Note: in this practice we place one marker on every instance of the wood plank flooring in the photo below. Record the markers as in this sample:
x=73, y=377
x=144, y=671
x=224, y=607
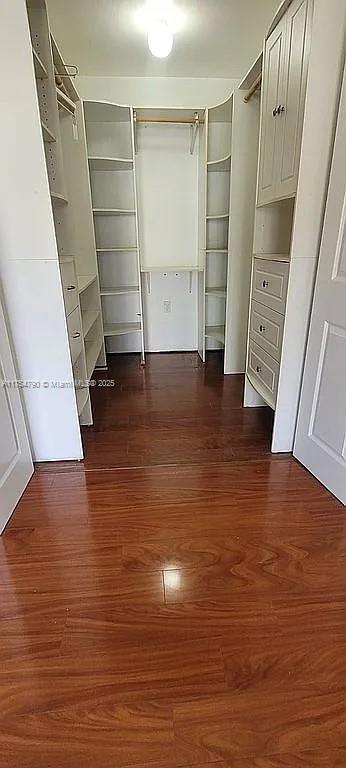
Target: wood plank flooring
x=188, y=614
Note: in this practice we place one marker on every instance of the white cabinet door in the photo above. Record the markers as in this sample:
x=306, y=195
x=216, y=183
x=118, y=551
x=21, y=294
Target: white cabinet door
x=271, y=96
x=321, y=431
x=15, y=458
x=291, y=109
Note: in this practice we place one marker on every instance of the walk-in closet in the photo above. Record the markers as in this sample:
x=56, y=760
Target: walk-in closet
x=168, y=215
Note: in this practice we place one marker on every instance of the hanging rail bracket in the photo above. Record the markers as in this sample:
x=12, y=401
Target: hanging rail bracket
x=135, y=123
x=194, y=132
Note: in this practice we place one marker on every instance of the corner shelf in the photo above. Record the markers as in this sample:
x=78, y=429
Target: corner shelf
x=84, y=281
x=110, y=164
x=113, y=212
x=216, y=332
x=219, y=166
x=120, y=329
x=40, y=70
x=89, y=317
x=118, y=291
x=48, y=136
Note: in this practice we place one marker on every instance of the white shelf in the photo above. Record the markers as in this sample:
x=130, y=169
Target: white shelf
x=120, y=329
x=177, y=268
x=113, y=212
x=273, y=256
x=59, y=199
x=84, y=281
x=110, y=164
x=48, y=136
x=64, y=102
x=40, y=70
x=216, y=250
x=218, y=292
x=120, y=249
x=220, y=166
x=106, y=112
x=89, y=317
x=121, y=289
x=93, y=349
x=82, y=396
x=216, y=332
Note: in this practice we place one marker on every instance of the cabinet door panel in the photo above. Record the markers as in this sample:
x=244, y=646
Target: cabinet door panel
x=290, y=122
x=273, y=65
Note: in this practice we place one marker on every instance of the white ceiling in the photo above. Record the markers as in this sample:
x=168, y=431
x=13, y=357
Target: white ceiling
x=216, y=38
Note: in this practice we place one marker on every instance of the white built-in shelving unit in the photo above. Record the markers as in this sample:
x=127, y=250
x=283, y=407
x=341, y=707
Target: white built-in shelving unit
x=63, y=132
x=110, y=141
x=163, y=200
x=217, y=222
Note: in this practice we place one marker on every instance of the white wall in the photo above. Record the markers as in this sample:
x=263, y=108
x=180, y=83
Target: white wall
x=197, y=92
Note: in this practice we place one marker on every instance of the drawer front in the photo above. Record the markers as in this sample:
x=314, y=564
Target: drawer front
x=70, y=286
x=263, y=372
x=74, y=325
x=266, y=329
x=270, y=280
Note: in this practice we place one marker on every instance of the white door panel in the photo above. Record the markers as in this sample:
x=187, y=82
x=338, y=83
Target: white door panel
x=321, y=431
x=15, y=459
x=274, y=53
x=297, y=49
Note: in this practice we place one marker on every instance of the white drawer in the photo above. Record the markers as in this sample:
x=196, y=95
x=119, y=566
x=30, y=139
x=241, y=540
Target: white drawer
x=263, y=372
x=74, y=325
x=270, y=280
x=266, y=329
x=70, y=286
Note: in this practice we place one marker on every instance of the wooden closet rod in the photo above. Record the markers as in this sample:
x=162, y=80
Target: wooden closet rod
x=255, y=87
x=169, y=122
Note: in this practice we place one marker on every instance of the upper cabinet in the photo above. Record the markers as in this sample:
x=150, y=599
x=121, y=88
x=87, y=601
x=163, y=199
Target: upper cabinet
x=284, y=87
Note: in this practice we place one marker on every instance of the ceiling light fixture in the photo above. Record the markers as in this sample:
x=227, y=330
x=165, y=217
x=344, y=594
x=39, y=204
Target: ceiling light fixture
x=160, y=38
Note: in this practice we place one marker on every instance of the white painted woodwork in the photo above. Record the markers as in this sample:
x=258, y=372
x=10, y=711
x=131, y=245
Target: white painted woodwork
x=112, y=167
x=16, y=466
x=266, y=329
x=245, y=131
x=296, y=57
x=70, y=285
x=270, y=281
x=263, y=372
x=325, y=74
x=29, y=258
x=286, y=59
x=321, y=431
x=271, y=90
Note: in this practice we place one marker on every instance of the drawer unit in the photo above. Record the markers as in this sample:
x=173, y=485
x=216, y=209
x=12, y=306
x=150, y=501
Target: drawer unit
x=266, y=329
x=74, y=325
x=263, y=372
x=70, y=286
x=270, y=280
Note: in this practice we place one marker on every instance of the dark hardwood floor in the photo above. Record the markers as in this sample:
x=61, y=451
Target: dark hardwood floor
x=172, y=411
x=191, y=613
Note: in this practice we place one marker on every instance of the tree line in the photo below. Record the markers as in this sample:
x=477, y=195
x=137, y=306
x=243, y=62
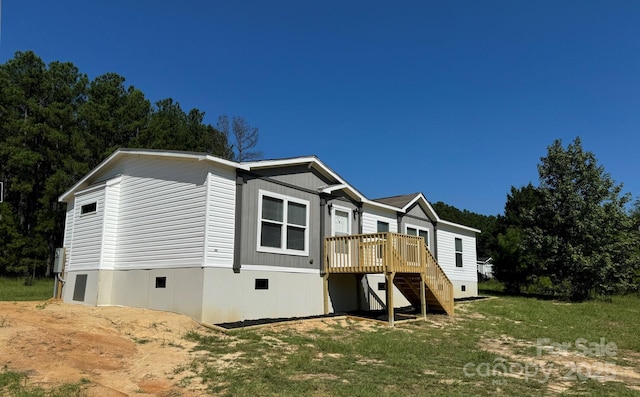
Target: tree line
x=56, y=124
x=574, y=235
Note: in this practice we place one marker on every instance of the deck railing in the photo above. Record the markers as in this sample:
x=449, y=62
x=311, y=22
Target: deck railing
x=438, y=282
x=374, y=253
x=388, y=253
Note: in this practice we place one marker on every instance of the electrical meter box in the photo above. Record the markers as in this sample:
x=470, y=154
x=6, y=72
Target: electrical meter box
x=58, y=262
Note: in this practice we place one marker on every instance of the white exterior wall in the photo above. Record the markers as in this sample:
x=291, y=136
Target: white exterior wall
x=83, y=233
x=161, y=215
x=371, y=215
x=467, y=274
x=68, y=232
x=230, y=297
x=220, y=224
x=110, y=224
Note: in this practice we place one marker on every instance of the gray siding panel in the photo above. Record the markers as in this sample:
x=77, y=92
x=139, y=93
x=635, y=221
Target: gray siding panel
x=250, y=255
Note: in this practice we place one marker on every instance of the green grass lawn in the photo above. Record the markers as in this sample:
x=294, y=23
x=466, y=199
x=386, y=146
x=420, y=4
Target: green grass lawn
x=501, y=346
x=16, y=289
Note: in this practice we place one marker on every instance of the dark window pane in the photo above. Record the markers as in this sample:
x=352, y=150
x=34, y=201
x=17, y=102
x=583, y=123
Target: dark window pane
x=458, y=245
x=272, y=209
x=262, y=283
x=297, y=214
x=161, y=282
x=271, y=235
x=295, y=238
x=88, y=208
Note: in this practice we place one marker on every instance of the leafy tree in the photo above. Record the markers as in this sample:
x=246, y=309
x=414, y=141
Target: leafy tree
x=513, y=265
x=55, y=125
x=245, y=137
x=573, y=228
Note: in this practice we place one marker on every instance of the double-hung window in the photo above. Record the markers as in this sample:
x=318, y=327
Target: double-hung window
x=283, y=224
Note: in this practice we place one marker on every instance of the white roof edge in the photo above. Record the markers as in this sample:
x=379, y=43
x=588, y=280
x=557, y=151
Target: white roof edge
x=312, y=160
x=471, y=229
x=429, y=207
x=149, y=152
x=380, y=205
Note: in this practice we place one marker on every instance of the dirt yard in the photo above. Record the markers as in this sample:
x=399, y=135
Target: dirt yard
x=121, y=351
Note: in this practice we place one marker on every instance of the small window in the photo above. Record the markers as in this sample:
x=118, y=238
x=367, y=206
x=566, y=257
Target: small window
x=417, y=231
x=383, y=227
x=458, y=252
x=262, y=283
x=89, y=208
x=80, y=287
x=161, y=282
x=283, y=224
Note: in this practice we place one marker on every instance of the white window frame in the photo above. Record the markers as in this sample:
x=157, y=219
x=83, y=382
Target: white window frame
x=283, y=232
x=349, y=211
x=418, y=229
x=89, y=212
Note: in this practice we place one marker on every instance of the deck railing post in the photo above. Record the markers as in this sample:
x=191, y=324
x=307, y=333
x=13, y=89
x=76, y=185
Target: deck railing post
x=390, y=311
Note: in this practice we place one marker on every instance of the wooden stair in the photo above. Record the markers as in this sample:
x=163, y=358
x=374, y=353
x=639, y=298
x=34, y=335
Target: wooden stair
x=409, y=285
x=438, y=287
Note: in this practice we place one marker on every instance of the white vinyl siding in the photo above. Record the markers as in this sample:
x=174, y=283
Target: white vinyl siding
x=283, y=224
x=162, y=215
x=68, y=232
x=86, y=242
x=371, y=215
x=110, y=224
x=446, y=236
x=220, y=218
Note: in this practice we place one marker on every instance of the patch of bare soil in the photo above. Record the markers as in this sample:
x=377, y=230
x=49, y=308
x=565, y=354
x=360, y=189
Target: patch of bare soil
x=121, y=351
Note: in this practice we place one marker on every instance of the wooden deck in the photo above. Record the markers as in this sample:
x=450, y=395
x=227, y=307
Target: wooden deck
x=404, y=260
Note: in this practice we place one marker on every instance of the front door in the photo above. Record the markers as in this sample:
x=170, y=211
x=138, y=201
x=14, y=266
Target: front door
x=341, y=227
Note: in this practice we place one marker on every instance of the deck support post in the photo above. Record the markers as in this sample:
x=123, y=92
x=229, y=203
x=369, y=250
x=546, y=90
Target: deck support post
x=359, y=290
x=390, y=277
x=325, y=283
x=423, y=297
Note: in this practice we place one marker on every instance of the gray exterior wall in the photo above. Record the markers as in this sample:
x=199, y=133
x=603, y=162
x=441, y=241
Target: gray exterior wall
x=342, y=202
x=296, y=182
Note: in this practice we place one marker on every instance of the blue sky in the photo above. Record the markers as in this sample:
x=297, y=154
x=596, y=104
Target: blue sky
x=456, y=99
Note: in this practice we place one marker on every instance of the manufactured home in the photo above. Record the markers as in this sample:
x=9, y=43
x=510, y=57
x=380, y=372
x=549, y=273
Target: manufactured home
x=222, y=241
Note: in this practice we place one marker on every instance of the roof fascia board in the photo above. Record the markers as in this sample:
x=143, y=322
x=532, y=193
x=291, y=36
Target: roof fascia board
x=420, y=197
x=315, y=162
x=153, y=153
x=459, y=226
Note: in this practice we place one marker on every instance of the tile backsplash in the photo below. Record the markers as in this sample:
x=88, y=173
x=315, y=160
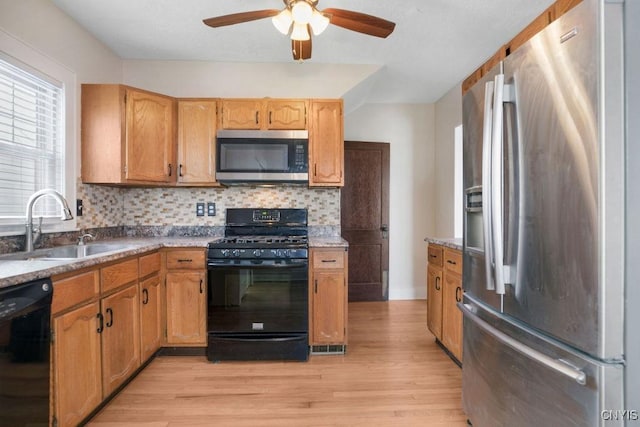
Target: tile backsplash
x=113, y=206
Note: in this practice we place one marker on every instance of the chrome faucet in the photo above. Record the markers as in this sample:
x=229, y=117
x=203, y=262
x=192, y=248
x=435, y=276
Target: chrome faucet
x=85, y=235
x=33, y=235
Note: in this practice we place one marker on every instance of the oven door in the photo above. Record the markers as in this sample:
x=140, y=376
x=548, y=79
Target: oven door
x=268, y=297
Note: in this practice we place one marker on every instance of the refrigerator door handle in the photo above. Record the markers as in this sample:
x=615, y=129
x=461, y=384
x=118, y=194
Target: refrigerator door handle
x=486, y=183
x=557, y=365
x=497, y=183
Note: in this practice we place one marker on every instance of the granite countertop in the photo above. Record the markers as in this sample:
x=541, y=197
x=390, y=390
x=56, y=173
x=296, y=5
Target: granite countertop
x=13, y=272
x=327, y=242
x=449, y=242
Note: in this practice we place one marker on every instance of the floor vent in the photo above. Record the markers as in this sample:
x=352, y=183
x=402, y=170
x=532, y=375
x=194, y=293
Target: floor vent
x=328, y=349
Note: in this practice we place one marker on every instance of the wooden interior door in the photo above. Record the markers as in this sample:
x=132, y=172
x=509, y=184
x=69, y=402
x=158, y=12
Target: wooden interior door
x=364, y=207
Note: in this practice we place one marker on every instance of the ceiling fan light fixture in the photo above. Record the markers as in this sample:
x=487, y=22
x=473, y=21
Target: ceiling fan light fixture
x=300, y=32
x=319, y=22
x=301, y=12
x=283, y=21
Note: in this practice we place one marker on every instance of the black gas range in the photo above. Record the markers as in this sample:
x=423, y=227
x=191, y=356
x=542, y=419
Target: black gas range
x=258, y=286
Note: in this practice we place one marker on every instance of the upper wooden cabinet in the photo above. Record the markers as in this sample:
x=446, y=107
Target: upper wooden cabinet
x=553, y=12
x=128, y=136
x=263, y=114
x=326, y=144
x=197, y=123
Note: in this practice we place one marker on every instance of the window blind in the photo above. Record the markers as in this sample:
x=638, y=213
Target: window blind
x=31, y=141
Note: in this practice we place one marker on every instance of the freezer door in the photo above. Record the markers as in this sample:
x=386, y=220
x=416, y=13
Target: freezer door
x=477, y=119
x=552, y=123
x=533, y=382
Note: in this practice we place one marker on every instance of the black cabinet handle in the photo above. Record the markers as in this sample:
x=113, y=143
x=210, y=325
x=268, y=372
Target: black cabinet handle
x=100, y=323
x=110, y=321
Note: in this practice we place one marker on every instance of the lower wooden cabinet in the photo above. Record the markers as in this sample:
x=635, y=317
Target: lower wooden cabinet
x=328, y=297
x=444, y=291
x=120, y=338
x=186, y=298
x=77, y=364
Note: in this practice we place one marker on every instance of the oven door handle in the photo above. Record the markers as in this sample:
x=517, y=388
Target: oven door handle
x=245, y=266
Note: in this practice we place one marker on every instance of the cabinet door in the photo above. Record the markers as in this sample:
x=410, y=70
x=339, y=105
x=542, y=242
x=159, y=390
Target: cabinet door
x=150, y=317
x=197, y=121
x=287, y=114
x=326, y=144
x=434, y=300
x=241, y=113
x=149, y=137
x=328, y=307
x=77, y=383
x=186, y=301
x=451, y=315
x=121, y=338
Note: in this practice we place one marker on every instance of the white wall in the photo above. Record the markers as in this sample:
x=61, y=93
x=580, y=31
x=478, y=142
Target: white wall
x=448, y=115
x=409, y=130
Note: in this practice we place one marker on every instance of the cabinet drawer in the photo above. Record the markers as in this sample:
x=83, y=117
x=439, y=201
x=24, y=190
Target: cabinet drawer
x=328, y=259
x=185, y=259
x=74, y=290
x=119, y=274
x=453, y=261
x=149, y=264
x=435, y=255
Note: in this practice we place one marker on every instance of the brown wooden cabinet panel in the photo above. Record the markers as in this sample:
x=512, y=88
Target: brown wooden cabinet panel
x=328, y=296
x=186, y=302
x=127, y=136
x=150, y=317
x=197, y=124
x=451, y=315
x=74, y=290
x=149, y=137
x=77, y=359
x=434, y=300
x=120, y=338
x=326, y=144
x=286, y=114
x=241, y=114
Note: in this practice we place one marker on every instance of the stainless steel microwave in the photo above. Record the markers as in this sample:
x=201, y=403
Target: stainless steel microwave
x=253, y=156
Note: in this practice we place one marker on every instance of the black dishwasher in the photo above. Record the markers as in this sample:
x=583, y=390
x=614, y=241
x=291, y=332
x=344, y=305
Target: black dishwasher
x=25, y=335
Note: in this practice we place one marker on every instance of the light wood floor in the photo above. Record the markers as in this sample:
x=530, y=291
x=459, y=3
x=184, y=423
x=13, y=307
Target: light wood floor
x=392, y=375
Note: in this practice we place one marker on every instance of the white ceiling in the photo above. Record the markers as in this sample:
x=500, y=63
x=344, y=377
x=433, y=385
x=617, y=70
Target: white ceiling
x=436, y=43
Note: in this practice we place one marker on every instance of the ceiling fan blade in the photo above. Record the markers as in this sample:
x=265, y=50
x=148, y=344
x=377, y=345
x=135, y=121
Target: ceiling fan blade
x=301, y=49
x=237, y=18
x=360, y=22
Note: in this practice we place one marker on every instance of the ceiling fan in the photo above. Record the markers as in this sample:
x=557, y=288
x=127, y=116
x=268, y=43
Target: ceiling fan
x=300, y=16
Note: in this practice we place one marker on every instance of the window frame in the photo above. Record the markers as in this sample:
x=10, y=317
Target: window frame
x=23, y=56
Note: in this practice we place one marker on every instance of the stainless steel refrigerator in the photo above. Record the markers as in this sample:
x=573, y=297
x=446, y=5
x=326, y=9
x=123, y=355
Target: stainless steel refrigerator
x=544, y=229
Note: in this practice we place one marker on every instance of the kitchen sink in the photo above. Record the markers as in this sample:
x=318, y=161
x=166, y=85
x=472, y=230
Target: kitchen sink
x=68, y=252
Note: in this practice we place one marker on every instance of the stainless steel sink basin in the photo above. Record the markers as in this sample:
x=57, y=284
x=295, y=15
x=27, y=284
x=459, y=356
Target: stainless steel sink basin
x=68, y=252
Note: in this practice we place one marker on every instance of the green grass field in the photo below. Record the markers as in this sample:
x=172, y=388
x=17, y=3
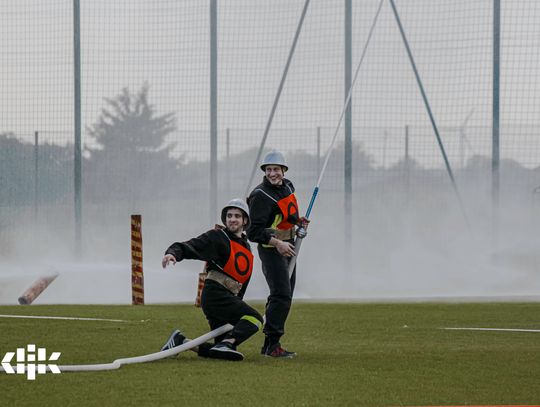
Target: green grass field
x=348, y=355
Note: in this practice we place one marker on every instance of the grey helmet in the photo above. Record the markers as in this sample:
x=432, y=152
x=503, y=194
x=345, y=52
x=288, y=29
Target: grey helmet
x=274, y=157
x=235, y=203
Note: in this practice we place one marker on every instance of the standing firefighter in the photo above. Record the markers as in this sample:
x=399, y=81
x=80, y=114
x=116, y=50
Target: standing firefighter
x=230, y=264
x=274, y=214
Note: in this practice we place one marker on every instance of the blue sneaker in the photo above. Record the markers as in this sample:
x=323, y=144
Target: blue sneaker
x=276, y=351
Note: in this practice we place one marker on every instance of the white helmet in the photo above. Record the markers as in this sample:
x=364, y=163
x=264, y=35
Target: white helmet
x=274, y=157
x=235, y=203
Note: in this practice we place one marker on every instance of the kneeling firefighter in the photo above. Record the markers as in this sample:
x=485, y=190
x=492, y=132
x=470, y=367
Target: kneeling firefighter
x=230, y=264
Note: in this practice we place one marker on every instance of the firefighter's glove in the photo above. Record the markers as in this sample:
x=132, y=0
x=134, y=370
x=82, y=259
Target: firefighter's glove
x=301, y=233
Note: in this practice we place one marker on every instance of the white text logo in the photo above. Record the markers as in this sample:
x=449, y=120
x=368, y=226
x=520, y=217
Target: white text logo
x=28, y=355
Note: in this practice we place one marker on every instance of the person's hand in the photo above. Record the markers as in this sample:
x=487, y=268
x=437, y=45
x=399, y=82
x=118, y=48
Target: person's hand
x=169, y=258
x=303, y=222
x=285, y=248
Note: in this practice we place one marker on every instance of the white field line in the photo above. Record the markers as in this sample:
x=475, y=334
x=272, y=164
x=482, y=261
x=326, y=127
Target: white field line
x=65, y=318
x=492, y=329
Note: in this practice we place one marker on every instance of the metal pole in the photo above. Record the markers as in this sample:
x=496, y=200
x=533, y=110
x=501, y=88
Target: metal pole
x=213, y=109
x=495, y=154
x=228, y=158
x=278, y=95
x=77, y=122
x=318, y=150
x=348, y=134
x=36, y=175
x=407, y=169
x=298, y=242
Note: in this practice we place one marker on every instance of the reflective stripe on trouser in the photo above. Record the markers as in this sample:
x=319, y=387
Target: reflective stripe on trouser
x=221, y=307
x=276, y=271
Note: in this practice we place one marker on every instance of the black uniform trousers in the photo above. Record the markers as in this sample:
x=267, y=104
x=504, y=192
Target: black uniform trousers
x=275, y=268
x=220, y=306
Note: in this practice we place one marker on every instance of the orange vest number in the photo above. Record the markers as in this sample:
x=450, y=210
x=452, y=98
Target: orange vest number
x=240, y=263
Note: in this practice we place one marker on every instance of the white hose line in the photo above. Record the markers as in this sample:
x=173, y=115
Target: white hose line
x=146, y=358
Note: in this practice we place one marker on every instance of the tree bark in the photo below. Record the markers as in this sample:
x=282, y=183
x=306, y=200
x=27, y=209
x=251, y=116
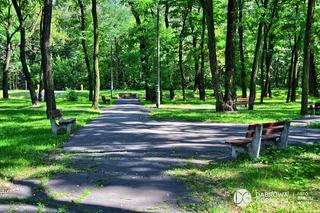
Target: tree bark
x=196, y=57
x=230, y=58
x=313, y=82
x=23, y=58
x=143, y=56
x=290, y=76
x=241, y=51
x=84, y=47
x=202, y=91
x=255, y=65
x=46, y=57
x=267, y=86
x=306, y=58
x=95, y=102
x=215, y=73
x=181, y=38
x=295, y=70
x=263, y=59
x=5, y=76
x=167, y=23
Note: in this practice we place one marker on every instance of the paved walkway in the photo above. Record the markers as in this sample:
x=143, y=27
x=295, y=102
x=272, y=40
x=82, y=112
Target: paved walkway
x=122, y=156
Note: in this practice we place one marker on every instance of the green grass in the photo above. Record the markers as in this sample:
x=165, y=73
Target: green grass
x=294, y=172
x=314, y=125
x=26, y=139
x=274, y=109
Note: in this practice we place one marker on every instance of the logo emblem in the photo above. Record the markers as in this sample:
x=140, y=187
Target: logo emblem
x=242, y=197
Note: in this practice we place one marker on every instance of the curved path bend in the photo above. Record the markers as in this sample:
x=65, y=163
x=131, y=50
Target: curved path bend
x=122, y=157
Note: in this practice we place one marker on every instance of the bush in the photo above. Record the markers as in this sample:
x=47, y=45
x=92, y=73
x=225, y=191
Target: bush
x=72, y=95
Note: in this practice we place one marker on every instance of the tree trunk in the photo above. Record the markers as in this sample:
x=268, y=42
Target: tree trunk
x=181, y=38
x=263, y=59
x=290, y=76
x=208, y=7
x=167, y=23
x=241, y=51
x=202, y=91
x=306, y=58
x=313, y=82
x=267, y=86
x=95, y=102
x=84, y=47
x=295, y=71
x=230, y=57
x=195, y=57
x=143, y=56
x=5, y=77
x=255, y=65
x=46, y=57
x=23, y=58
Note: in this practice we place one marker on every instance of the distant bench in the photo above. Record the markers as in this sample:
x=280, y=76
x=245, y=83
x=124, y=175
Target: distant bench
x=258, y=136
x=314, y=107
x=128, y=96
x=244, y=101
x=105, y=100
x=58, y=123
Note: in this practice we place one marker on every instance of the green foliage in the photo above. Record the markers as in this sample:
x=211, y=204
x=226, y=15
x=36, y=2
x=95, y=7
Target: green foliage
x=274, y=109
x=295, y=171
x=72, y=95
x=22, y=154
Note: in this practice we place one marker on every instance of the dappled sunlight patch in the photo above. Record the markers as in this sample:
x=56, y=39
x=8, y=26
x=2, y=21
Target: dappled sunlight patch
x=281, y=180
x=26, y=138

◇ ◇ ◇ ◇

■ The problem:
Express the part of the data that opens with the line containing "the dark window" and closes with the line containing "x=573, y=228" as a JSON list of strings, with one string per line, both end lines included, and blank lines omitted.

■ Task solution:
[
  "Note: in this practice we place one marker on every instance of the dark window pane in the photo above. Record the markers as in this sample:",
  "x=352, y=150",
  "x=34, y=201",
  "x=17, y=102",
  "x=583, y=123",
  "Target: dark window pane",
  "x=458, y=245",
  "x=272, y=209",
  "x=262, y=283",
  "x=297, y=214",
  "x=161, y=282",
  "x=271, y=235",
  "x=295, y=238",
  "x=88, y=208",
  "Note: in this practice we place one marker on every instance of the leafy tree in the photo above. Record the markers as in this sample:",
  "x=246, y=309",
  "x=414, y=141",
  "Target: leafy tree",
  "x=513, y=265",
  "x=55, y=125",
  "x=245, y=137",
  "x=573, y=228"
]